### Given data
+ + +

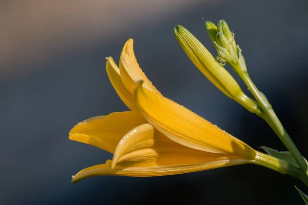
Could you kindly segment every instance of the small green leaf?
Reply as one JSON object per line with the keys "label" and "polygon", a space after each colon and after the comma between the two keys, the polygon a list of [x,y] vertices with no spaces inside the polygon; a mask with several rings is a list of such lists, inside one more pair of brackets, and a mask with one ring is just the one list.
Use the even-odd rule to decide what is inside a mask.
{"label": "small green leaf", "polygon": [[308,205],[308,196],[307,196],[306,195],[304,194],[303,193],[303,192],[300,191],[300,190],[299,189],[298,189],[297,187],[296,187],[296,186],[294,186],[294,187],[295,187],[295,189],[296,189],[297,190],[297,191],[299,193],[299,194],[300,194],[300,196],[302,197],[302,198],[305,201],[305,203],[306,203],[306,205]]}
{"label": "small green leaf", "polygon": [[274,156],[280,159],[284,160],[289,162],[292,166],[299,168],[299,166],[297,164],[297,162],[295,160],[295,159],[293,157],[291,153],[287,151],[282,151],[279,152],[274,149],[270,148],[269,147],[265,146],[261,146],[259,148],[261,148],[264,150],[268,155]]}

+ + +

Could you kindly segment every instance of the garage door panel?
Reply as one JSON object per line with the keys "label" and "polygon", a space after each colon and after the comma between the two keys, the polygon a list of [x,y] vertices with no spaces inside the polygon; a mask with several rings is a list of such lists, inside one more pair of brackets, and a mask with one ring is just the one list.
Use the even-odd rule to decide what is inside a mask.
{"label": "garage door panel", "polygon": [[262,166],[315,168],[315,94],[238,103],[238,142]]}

+ + +

### Required work
Tally the lines of the listing above that contain the string "every", matching case exactly, and give only the number.

### Solution
2